Exercise tasks:
a) According to the article on the U.S. embassy to the Holy See, in what year did President Reagan get Congress to support full diplomatic relations with the Holy See?
b) Please carry on the article on the U.S. embassy to the Holy See from the point where it stops.

Funding for the relocation of the U.S. embassy to the Holy See, from its present site near the Circus Maximus to the compound of the U.S embassy to Italy, is included in the spending bill passed by the Senate yesterday. It’s stipulated there that the secretary of state must confirm in writing to the Appropriations Committee that the ambassador and staff of Embassy Vatican will “retain their independence from other United States missions located in Rome, including by maintaining a separate building with a discrete address and entrance.”
Plans for the move do entail the observance of the law’s letter — a separate building, address, and entrance. As for the spirit — “retain their independence” — some diplomats are skeptical.
“An exception, not the ideal, but not the end of the world” is how a Vatican official described the move. Ray Flynn and Jim Nicholson call it a downgrade and have been joined by three other former U.S. ambassadors to the Holy See in objecting to it. “It’s turning this embassy into a stepchild of the embassy to Italy,” Nicholson says.
“He may be right,” in the view of James F. Creagan, a Foreign Service veteran writing in the online journal American Diplomacy. “There is a history here. I remember it. . . . The relocation of the US Embassy to the Holy See to the grounds of the US Embassy to Italy is significant both symbolically and physically. Physical location and ‘presence’ is important.”
Creagan recounts that Bill Wilson, whom Reagan appointed as Personal Representative in 1981, “worked hard to get out from under the Embassy Rome umbrella”:
By 1984, President Reagan was able to get the Congress to support full diplomatic relations with the Holy See, including a full-fledged Ambassador. Wilson thus became the first U.S. Ambassador. Wilson knew the importance of a separate Chancery (Embassy offices), and he secured one very near the Vatican in a magnificent building associated with the family and life of Pope Pius XII. The Villa Pacelli, where I served as DCM under Ambassadors Shakespeare and Melady, was indicative of the importance the US attached to its new relationship with the Holy See. We had political officers, protocol persons and diplomatic analysts, a USIA section, our own marine guards who hung out with the Swiss guards, and so forth. . . .

Dataset records:
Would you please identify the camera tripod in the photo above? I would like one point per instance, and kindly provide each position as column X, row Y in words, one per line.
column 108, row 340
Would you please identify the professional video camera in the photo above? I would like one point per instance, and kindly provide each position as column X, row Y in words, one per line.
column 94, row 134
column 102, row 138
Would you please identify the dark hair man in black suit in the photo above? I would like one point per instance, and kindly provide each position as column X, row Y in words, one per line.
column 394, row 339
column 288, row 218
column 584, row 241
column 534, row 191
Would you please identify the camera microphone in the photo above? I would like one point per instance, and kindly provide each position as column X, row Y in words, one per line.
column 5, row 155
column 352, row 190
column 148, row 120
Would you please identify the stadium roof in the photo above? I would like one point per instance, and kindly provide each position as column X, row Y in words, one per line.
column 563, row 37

Responses in order:
a) 1984

b)
Security at the chancery villa — with grounds around — was excellent as well. There were Italian police, embassy contract guards and the marines. There was no question of the Embassy to Italy being big brother or overlooking the relationship.
The current arrangement of the U.S. diplomatic mission to the Holy See is already a scaled-back version of the original operation, Creagan explains:
After the end of the Cold War and the budgetary pressures of the early nineties, the Chancery to the Holy See moved from the Villa Pacelli to more modest quarters near the Circus Maximus. It downsized as well, and that may have been right and essential for the times. However, a move now to the grounds of the US Embassy to Italy is different.
If it happens,
every effort must be made to isolate [Embassy Vatican] from the natural tendency to become junior partner to big brother, first in all the mundane administrative matters and then in matters of diplomacy and action. One can envisage the Department of State seeing merit in political and economic officers of the big embassy again wearing two hats, one for Italy and one for the Vatican. It is cheaper.
It is cheaper: Flynn and Nicholson remark that it has often been “in budgetary terms” that the State Department has justified its several attempts over the past ten years to consolidate in this fashion.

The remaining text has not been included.